• [WORK REQUIRED] Scan the records below. Copy every line in which the word "onion" appears.

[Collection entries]
= Beginning of Section =

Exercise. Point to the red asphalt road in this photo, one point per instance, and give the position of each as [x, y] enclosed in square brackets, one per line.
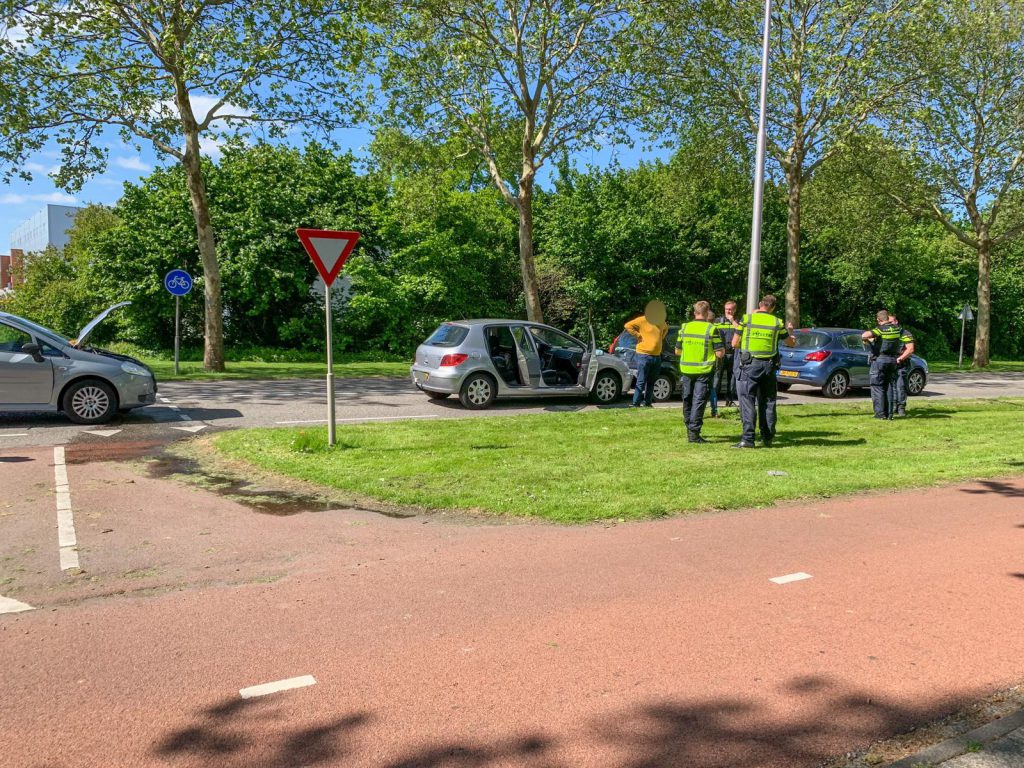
[435, 643]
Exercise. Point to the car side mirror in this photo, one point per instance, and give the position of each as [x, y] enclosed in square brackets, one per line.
[34, 350]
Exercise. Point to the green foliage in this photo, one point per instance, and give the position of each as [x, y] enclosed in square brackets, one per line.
[679, 231]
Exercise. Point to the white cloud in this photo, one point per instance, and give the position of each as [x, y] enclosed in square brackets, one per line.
[132, 164]
[210, 147]
[15, 34]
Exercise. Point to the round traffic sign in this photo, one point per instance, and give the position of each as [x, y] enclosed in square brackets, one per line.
[178, 282]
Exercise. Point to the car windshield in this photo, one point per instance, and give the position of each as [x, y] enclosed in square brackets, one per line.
[448, 335]
[45, 332]
[810, 339]
[626, 341]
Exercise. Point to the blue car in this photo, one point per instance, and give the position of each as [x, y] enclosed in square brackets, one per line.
[835, 359]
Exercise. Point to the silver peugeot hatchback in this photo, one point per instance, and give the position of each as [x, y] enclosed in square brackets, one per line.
[483, 359]
[41, 370]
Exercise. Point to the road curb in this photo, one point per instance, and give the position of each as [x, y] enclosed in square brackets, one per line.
[953, 748]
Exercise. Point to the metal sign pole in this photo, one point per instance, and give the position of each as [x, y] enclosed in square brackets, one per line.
[330, 367]
[960, 363]
[754, 272]
[177, 331]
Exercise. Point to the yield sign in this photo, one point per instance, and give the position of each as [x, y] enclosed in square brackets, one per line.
[329, 250]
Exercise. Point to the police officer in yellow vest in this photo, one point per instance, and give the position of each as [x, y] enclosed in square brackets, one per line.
[697, 347]
[891, 345]
[757, 388]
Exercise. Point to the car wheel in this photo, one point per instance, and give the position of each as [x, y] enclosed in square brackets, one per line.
[606, 388]
[915, 382]
[664, 385]
[90, 401]
[837, 385]
[478, 391]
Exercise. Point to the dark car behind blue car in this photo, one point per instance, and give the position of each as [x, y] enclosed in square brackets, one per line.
[836, 360]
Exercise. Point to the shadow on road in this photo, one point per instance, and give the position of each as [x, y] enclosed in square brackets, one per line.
[996, 486]
[814, 718]
[239, 725]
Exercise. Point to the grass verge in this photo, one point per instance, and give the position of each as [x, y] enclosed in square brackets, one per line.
[621, 463]
[995, 367]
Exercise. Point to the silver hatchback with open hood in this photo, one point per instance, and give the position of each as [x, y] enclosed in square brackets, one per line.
[40, 370]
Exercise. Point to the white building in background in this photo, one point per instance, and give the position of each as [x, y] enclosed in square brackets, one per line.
[48, 227]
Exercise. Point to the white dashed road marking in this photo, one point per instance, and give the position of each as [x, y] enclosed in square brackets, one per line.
[66, 518]
[292, 682]
[791, 578]
[366, 418]
[8, 605]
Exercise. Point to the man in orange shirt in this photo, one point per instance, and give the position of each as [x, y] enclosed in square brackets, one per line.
[649, 330]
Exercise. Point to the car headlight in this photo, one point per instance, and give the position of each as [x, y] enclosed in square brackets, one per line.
[131, 368]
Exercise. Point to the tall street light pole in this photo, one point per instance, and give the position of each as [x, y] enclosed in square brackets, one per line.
[754, 272]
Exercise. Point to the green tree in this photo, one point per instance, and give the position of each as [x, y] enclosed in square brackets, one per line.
[514, 82]
[177, 74]
[961, 132]
[57, 289]
[828, 75]
[673, 230]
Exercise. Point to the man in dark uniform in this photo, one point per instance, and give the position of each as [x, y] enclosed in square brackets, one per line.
[902, 369]
[698, 348]
[757, 389]
[725, 367]
[888, 350]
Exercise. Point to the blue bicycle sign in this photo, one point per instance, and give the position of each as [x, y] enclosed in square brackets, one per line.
[178, 282]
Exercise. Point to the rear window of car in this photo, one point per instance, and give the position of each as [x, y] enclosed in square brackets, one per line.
[448, 335]
[810, 339]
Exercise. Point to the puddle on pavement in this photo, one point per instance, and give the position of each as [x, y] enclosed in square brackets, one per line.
[258, 498]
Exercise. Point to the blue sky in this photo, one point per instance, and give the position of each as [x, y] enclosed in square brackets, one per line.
[19, 200]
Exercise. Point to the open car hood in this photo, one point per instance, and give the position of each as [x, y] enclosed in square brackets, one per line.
[91, 325]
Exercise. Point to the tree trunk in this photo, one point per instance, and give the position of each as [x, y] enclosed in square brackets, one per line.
[795, 183]
[529, 286]
[213, 346]
[984, 328]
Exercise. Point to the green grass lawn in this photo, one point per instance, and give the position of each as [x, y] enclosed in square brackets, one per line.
[621, 463]
[995, 367]
[193, 371]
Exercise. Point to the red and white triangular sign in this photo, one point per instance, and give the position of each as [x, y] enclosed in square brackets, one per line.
[329, 250]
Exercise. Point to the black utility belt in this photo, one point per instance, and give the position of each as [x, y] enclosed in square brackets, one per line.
[747, 357]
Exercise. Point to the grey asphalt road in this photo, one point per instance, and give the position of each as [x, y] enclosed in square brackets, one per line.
[187, 408]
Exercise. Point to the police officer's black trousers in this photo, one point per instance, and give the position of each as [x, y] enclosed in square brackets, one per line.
[901, 371]
[724, 374]
[696, 388]
[757, 390]
[883, 381]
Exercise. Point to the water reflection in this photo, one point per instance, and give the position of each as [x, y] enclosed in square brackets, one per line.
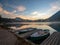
[43, 27]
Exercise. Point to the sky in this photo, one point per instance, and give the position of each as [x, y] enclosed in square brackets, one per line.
[29, 9]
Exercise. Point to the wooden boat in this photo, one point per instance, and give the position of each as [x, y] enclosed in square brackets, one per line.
[39, 36]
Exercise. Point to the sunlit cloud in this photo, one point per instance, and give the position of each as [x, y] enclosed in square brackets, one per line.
[21, 8]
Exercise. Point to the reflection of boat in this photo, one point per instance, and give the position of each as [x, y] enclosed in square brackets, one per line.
[25, 30]
[39, 36]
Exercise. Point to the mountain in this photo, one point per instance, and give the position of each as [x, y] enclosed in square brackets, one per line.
[55, 17]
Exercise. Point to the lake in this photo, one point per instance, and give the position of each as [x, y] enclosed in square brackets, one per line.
[51, 26]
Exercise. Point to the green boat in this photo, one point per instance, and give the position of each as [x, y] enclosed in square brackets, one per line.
[25, 30]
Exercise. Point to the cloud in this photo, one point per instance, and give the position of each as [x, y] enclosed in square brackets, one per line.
[21, 8]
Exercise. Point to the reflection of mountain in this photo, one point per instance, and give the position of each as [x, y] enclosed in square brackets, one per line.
[55, 17]
[56, 27]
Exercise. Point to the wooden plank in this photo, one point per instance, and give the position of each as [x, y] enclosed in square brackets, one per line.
[53, 39]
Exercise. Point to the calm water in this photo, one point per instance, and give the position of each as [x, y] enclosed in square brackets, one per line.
[52, 26]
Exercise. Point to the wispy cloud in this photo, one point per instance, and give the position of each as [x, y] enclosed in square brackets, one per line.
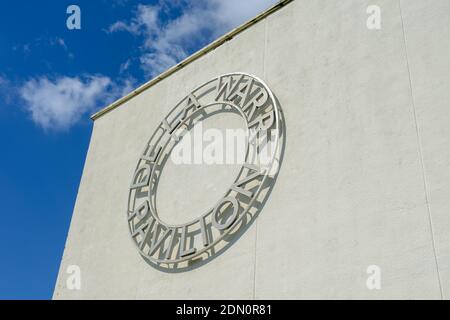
[57, 104]
[167, 41]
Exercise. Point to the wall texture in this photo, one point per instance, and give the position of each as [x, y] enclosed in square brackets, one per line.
[365, 178]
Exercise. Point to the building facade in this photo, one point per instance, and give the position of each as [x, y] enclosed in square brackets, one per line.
[359, 207]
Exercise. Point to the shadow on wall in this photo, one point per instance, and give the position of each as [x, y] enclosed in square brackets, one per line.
[242, 225]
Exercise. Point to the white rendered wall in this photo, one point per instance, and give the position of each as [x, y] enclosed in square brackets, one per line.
[365, 178]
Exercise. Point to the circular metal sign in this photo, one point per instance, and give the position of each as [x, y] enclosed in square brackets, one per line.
[244, 94]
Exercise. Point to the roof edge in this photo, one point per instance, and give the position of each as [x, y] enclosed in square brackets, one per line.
[210, 47]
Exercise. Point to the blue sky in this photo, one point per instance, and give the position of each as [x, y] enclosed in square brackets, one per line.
[51, 80]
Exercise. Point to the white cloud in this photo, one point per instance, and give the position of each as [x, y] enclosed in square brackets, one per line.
[167, 42]
[58, 104]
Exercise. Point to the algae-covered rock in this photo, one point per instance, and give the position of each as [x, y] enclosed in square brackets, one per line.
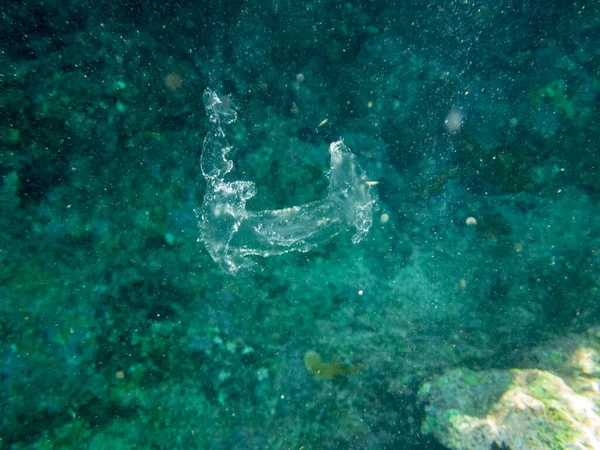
[514, 409]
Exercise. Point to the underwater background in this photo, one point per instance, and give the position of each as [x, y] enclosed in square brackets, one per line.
[467, 317]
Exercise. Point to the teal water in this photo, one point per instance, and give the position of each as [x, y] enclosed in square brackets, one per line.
[438, 288]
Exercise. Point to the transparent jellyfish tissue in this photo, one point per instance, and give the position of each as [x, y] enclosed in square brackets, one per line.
[232, 234]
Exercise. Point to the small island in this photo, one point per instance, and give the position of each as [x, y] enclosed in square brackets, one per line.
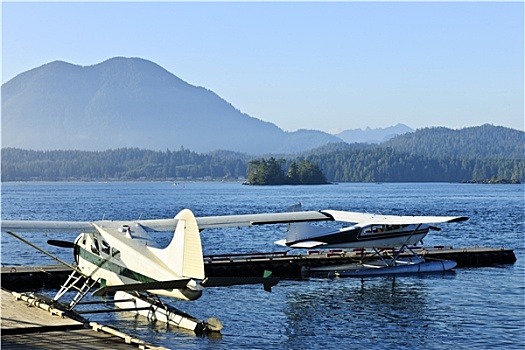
[271, 172]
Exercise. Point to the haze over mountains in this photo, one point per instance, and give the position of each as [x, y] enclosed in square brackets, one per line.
[132, 102]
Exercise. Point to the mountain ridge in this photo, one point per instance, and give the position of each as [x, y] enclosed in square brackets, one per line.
[132, 102]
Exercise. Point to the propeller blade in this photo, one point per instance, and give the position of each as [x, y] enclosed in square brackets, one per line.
[61, 244]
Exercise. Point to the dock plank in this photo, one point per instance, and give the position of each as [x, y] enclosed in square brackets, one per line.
[71, 339]
[17, 315]
[30, 326]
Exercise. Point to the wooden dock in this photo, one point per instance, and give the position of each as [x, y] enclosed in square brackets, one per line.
[282, 264]
[29, 323]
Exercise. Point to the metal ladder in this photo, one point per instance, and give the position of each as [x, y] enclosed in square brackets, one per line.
[71, 283]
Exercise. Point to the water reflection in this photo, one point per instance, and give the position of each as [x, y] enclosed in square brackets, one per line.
[363, 311]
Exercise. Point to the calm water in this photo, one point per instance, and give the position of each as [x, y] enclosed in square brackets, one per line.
[480, 308]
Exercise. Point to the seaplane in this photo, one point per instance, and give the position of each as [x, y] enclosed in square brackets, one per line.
[122, 258]
[387, 236]
[386, 242]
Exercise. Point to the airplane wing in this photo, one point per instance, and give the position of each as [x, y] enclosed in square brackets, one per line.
[46, 226]
[260, 219]
[375, 219]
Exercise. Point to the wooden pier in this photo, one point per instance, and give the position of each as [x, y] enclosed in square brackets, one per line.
[30, 323]
[282, 264]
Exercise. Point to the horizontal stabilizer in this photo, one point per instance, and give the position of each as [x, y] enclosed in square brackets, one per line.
[308, 244]
[61, 244]
[175, 284]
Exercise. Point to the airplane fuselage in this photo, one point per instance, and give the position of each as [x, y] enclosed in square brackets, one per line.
[378, 236]
[117, 255]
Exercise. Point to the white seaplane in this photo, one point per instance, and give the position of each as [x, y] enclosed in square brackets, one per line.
[387, 236]
[122, 257]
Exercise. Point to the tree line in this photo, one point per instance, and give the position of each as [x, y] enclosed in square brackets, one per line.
[271, 172]
[368, 164]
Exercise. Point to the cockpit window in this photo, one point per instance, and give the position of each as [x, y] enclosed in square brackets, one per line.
[105, 247]
[94, 247]
[114, 252]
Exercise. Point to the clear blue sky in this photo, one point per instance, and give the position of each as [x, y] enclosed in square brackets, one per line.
[301, 65]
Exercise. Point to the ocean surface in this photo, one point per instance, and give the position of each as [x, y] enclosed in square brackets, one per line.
[470, 308]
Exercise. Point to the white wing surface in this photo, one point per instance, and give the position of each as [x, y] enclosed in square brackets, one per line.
[46, 226]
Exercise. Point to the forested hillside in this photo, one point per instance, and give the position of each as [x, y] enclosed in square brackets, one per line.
[485, 141]
[439, 155]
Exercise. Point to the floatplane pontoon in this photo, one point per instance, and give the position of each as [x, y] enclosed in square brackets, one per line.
[379, 233]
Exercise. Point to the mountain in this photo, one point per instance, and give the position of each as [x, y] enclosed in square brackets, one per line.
[132, 102]
[373, 135]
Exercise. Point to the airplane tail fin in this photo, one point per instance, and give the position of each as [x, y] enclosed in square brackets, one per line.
[184, 253]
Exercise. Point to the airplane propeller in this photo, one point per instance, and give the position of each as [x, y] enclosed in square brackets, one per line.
[61, 244]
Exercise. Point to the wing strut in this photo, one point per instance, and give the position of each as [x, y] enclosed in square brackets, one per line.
[44, 252]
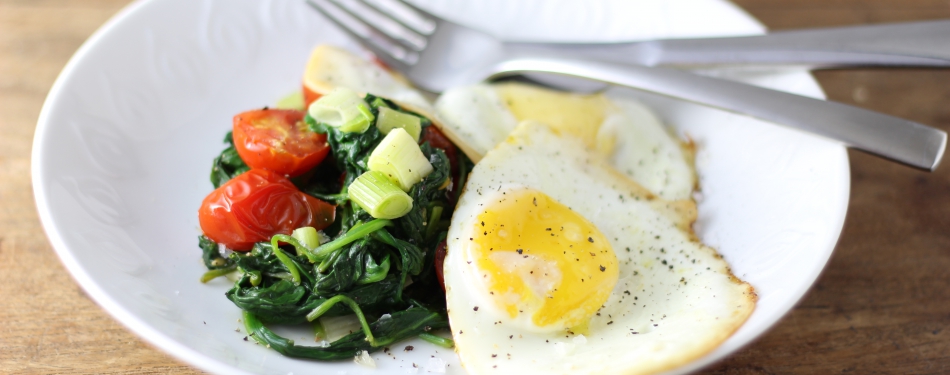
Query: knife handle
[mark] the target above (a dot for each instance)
(904, 141)
(923, 44)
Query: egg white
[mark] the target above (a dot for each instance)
(635, 141)
(675, 299)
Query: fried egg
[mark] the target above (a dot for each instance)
(625, 131)
(330, 67)
(557, 263)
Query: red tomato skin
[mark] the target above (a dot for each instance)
(439, 263)
(438, 140)
(256, 205)
(278, 140)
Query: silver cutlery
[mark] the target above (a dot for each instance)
(436, 54)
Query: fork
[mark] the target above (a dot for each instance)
(452, 55)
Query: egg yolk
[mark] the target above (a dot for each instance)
(538, 257)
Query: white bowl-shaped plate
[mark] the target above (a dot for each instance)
(124, 145)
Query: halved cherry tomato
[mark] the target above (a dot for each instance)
(436, 139)
(439, 262)
(256, 205)
(278, 140)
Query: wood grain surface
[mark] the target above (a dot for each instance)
(882, 305)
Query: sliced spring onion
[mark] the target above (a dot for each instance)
(390, 119)
(399, 157)
(342, 108)
(308, 237)
(379, 196)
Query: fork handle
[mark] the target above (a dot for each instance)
(904, 141)
(924, 44)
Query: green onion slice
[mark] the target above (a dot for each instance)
(379, 196)
(390, 119)
(399, 157)
(342, 108)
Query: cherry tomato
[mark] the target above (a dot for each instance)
(436, 139)
(278, 140)
(439, 262)
(256, 205)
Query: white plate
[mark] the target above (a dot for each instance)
(125, 141)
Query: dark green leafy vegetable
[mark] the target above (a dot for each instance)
(398, 326)
(211, 256)
(367, 264)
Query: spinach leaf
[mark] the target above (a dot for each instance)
(398, 326)
(425, 196)
(350, 265)
(284, 303)
(227, 165)
(210, 255)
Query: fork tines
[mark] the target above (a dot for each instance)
(393, 30)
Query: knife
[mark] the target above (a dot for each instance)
(922, 44)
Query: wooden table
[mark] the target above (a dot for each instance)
(882, 305)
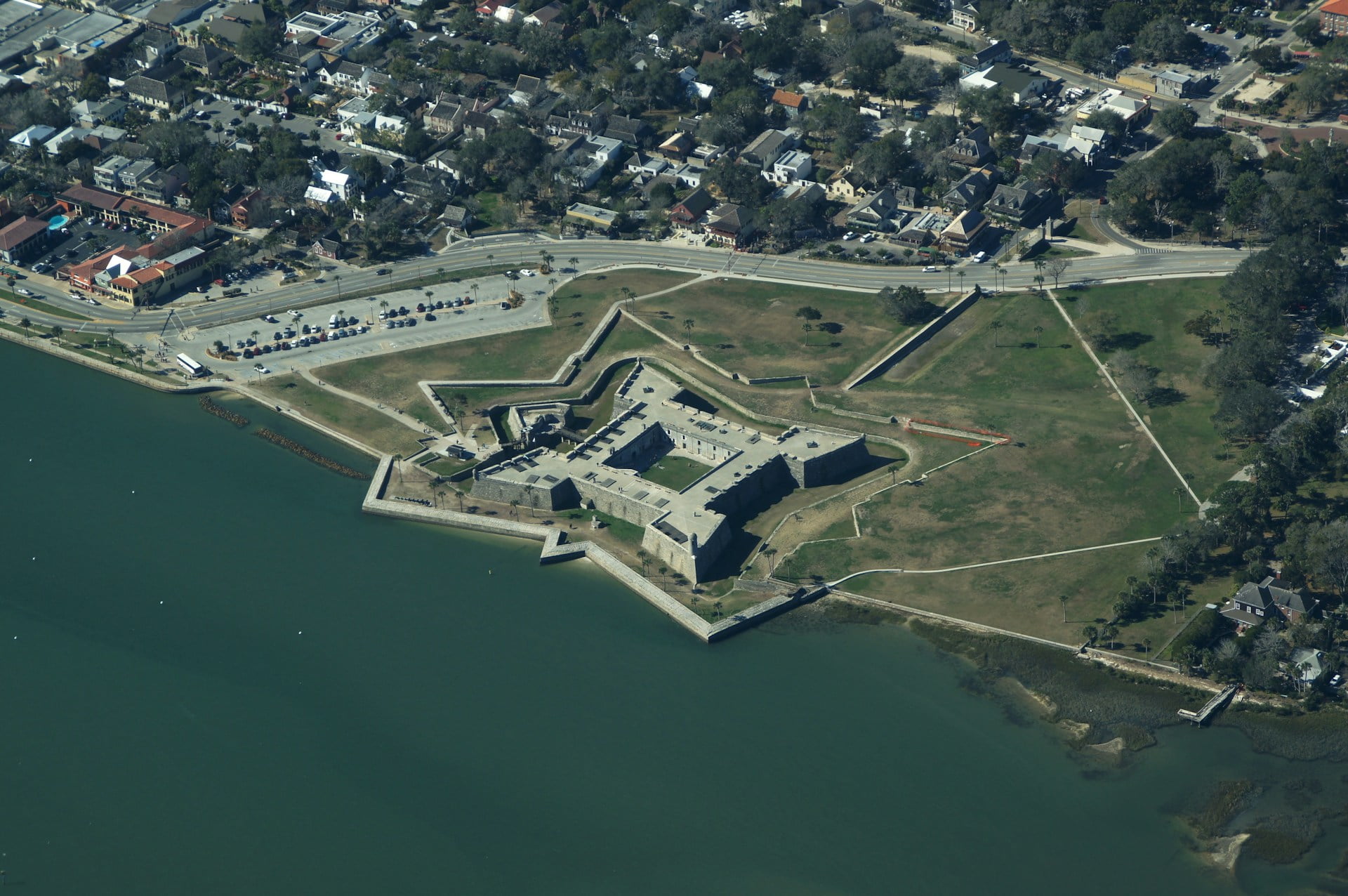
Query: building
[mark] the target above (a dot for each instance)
(767, 149)
(1022, 86)
(972, 190)
(994, 53)
(874, 212)
(242, 211)
(1018, 205)
(960, 235)
(1333, 18)
(793, 103)
(792, 166)
(154, 91)
(590, 216)
(687, 530)
(1270, 598)
(1179, 84)
(964, 15)
(731, 225)
(22, 239)
(689, 211)
(32, 136)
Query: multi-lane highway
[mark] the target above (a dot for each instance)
(590, 255)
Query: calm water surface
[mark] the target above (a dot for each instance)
(219, 677)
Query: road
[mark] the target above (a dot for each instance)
(597, 255)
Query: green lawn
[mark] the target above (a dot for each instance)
(533, 353)
(364, 425)
(1078, 473)
(675, 472)
(1151, 318)
(751, 328)
(29, 303)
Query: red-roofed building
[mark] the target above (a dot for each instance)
(1333, 18)
(22, 239)
(794, 103)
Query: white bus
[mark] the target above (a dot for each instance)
(190, 367)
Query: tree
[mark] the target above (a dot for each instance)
(1132, 375)
(906, 303)
(1177, 120)
(1056, 267)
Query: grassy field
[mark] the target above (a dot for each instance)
(29, 303)
(1024, 597)
(751, 328)
(362, 423)
(675, 472)
(529, 353)
(1151, 318)
(1078, 473)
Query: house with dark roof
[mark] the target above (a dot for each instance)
(689, 211)
(964, 231)
(972, 190)
(154, 91)
(1270, 598)
(874, 212)
(767, 149)
(1018, 204)
(731, 225)
(971, 150)
(205, 58)
(630, 131)
(991, 54)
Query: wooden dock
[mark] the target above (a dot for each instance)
(1211, 706)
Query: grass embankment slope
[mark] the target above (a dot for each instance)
(362, 423)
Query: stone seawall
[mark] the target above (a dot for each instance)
(556, 550)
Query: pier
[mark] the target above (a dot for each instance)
(1211, 706)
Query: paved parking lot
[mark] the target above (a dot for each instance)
(231, 119)
(482, 318)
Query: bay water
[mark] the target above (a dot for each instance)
(219, 677)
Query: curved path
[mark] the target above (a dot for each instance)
(599, 255)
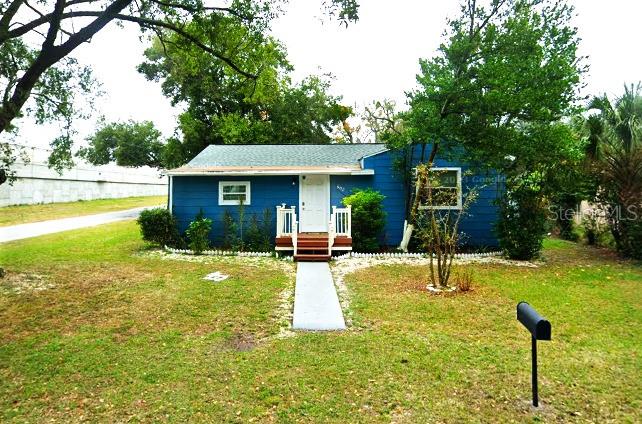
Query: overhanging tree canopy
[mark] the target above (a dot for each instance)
(36, 40)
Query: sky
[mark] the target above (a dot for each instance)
(375, 58)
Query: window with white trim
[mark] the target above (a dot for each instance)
(446, 189)
(233, 192)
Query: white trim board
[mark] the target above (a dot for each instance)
(248, 193)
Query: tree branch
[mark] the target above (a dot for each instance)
(144, 22)
(9, 14)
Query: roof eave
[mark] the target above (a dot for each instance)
(269, 172)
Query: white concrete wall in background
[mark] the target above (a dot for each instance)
(37, 183)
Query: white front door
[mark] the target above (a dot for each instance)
(314, 203)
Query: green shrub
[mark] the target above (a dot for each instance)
(522, 223)
(158, 226)
(198, 233)
(629, 242)
(368, 219)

= End of Section =

• [TASK OUTPUT]
Query: sliced spring onion
Query: green onion slice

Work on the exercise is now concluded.